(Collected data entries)
_ _ _ _ _ _ _

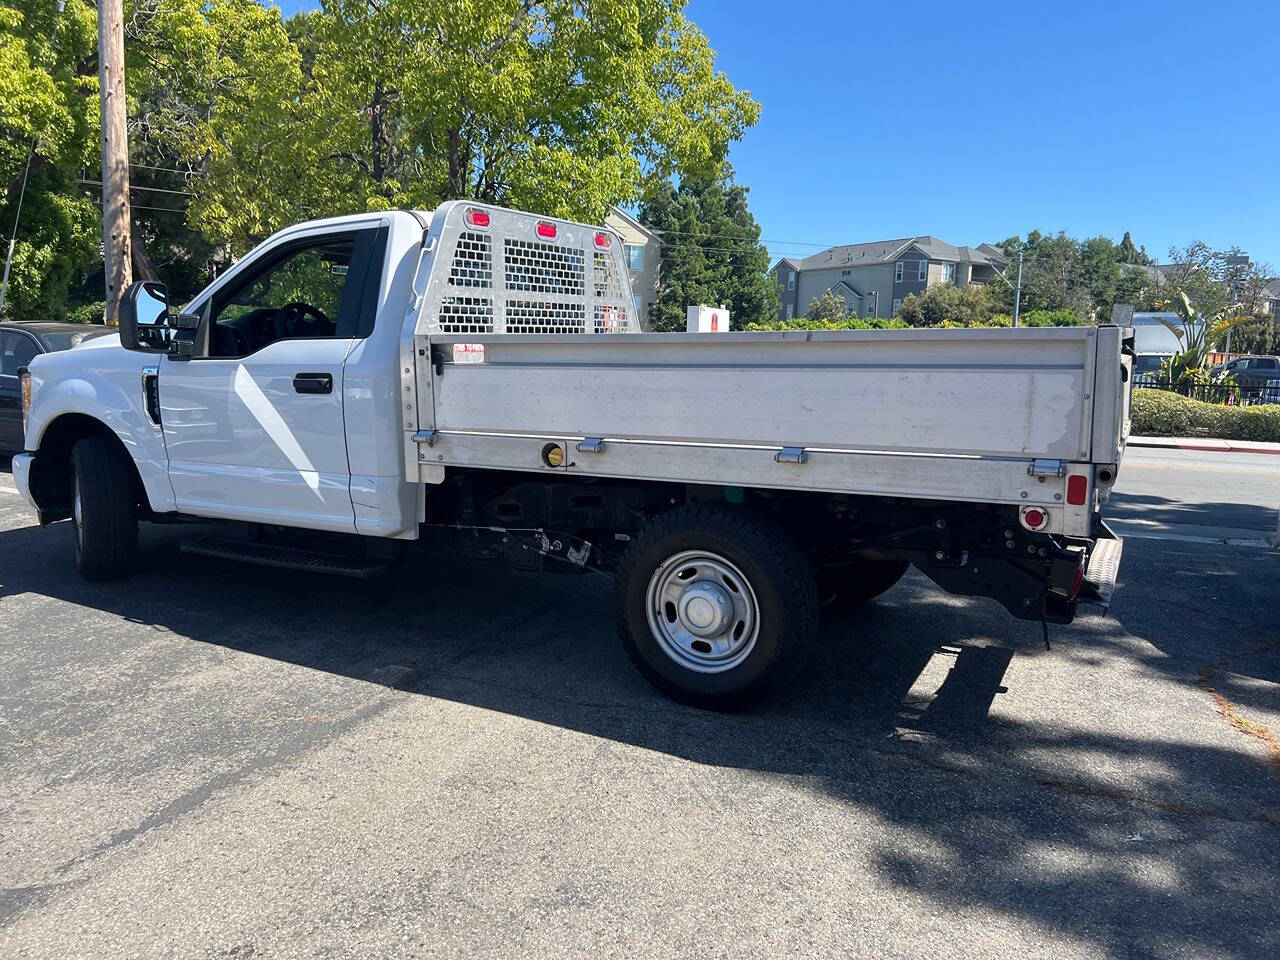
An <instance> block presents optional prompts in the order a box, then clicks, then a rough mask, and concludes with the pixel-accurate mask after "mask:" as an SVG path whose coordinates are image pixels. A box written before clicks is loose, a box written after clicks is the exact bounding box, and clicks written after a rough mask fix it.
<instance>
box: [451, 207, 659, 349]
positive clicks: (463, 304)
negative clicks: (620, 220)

_ _ _ _ _ _ _

The records above are to be reproduced exactly; the pictures are to be left out.

An <instance> block presents optional prompts in the order a box, then clicks, then a rough mask, and concludes with the pixel-accurate mask after "mask:" as an SVG path whose coordinates are image pixels. A box written before clicks is loose, a box written after clicks is the exact bounding box, and clicks written after a rough mask fix it.
<instance>
box: [451, 207, 659, 349]
positive clicks: (463, 304)
negative clicks: (620, 220)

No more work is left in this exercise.